● AIM
Swap "one point per instance" for "one point for each instance" in every item below, and leave all other wording unchanged.

● SOURCE RECORDS

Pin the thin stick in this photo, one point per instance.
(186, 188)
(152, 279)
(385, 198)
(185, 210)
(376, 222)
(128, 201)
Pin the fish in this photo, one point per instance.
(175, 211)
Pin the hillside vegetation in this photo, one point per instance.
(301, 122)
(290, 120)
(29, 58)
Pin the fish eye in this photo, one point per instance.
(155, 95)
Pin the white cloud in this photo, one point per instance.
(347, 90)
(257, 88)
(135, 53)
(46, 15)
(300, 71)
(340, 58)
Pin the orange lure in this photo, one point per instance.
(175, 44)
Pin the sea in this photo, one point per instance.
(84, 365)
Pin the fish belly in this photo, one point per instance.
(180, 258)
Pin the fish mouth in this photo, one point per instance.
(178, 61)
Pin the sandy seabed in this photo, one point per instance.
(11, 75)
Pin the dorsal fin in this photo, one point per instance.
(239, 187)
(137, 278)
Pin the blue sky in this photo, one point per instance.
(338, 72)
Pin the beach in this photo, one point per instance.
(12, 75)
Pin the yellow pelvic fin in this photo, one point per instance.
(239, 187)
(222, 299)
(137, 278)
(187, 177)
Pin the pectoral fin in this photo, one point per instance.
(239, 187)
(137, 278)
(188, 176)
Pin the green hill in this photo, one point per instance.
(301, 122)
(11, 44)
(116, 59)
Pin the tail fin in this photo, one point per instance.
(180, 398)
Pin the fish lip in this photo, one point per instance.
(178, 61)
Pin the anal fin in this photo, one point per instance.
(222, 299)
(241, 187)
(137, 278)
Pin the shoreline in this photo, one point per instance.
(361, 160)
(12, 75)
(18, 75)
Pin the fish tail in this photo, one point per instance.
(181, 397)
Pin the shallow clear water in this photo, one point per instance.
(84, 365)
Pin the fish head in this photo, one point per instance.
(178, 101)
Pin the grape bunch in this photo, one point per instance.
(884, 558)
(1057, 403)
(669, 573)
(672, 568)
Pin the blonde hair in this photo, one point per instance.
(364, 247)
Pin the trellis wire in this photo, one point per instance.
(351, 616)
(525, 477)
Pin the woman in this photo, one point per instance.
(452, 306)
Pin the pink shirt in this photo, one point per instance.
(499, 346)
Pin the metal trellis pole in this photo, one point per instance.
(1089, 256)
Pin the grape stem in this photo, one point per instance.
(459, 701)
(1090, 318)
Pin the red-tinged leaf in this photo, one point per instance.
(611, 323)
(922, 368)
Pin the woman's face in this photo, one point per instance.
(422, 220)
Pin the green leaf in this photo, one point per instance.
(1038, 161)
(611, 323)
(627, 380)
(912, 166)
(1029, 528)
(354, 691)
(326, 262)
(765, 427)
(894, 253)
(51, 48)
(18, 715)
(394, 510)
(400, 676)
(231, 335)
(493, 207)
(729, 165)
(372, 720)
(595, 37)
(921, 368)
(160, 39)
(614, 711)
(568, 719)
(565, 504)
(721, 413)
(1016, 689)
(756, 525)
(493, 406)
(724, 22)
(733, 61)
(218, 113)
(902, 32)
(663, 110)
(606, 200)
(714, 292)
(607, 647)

● RESPONSE
Pin the thin stick in this photo, one point for each instance.
(186, 188)
(152, 279)
(385, 198)
(185, 210)
(376, 222)
(128, 201)
Pin the fish in this photo, one point for each instance.
(175, 211)
Pin the hillside vegetation in this photo, one point for each instance.
(301, 122)
(290, 120)
(29, 58)
Pin the fish eye in this photo, one point for each instance.
(155, 95)
Pin the white cloud in this photo, one point for each instance.
(347, 90)
(257, 88)
(135, 53)
(46, 15)
(300, 71)
(340, 58)
Pin the orange lure in this photo, one point for each instance.
(175, 44)
Pin the sea in this photo, one point for each instance.
(84, 365)
Pin the fish belly in this photo, one point for each instance.
(180, 258)
Pin the fish mouth in this photo, one point for each instance.
(178, 61)
Pin the sandy seabed in this photo, one point for each instance.
(11, 75)
Pin the dorsal fin in this photo, one point for each instance.
(239, 187)
(137, 278)
Pin the blue sky in this photo, one point for each instance.
(338, 72)
Pin the beach in this photo, one point for each instance.
(12, 75)
Pin the yellow pelvic fin in this photo, one point for each instance.
(239, 187)
(222, 299)
(137, 278)
(187, 177)
Pin the pectoral fin in this photo, one point for each instance.
(239, 187)
(137, 278)
(188, 176)
Pin the green hill in this photo, one point for each instance.
(301, 122)
(11, 44)
(116, 59)
Pin the tail fin in this photo, one point for each instance.
(180, 398)
Pin the fish lip in this photo, one point for each instance.
(178, 61)
Pin the anal fin in this photo, one point for each instance.
(222, 299)
(241, 187)
(137, 278)
Pin the shoreline in this photo, one point for each instance.
(361, 160)
(12, 75)
(18, 75)
Pin the fish tail in this photo, one point for each instance.
(181, 397)
Pin the shallow clear water in this photo, one point for each instance.
(84, 365)
Pin the fish head in this photo, one point for each instance.
(178, 101)
Pin the grape bunch in this photo, one point for each instance.
(884, 558)
(1057, 403)
(669, 573)
(672, 568)
Pin the blonde hair in this photo, one point for each instance.
(364, 247)
Pin the trellis wire in this photo, one point for each instance.
(351, 616)
(525, 477)
Pin the woman in this photo, one point for each instance.
(452, 306)
Pin the pink shirt in this photo, one point for each instance.
(499, 346)
Pin the metal trellis pole in this photo, one point for each instance.
(1089, 256)
Pin the grape stem in this photo, one point for each instance.
(459, 701)
(1090, 318)
Pin the red-tinged leaf in this photo, one point for each instance.
(611, 323)
(922, 368)
Pin the woman's face in this photo, one point for each instance.
(422, 220)
Pin the green leaf in this photo, one point for each instance.
(1038, 161)
(611, 323)
(627, 380)
(912, 166)
(1029, 528)
(354, 691)
(326, 262)
(765, 427)
(894, 253)
(51, 48)
(18, 715)
(394, 510)
(400, 676)
(231, 335)
(493, 207)
(729, 165)
(372, 720)
(595, 37)
(921, 368)
(160, 39)
(614, 711)
(568, 719)
(565, 504)
(721, 413)
(1016, 689)
(756, 525)
(493, 406)
(724, 22)
(733, 61)
(218, 113)
(902, 32)
(663, 110)
(606, 200)
(714, 292)
(607, 647)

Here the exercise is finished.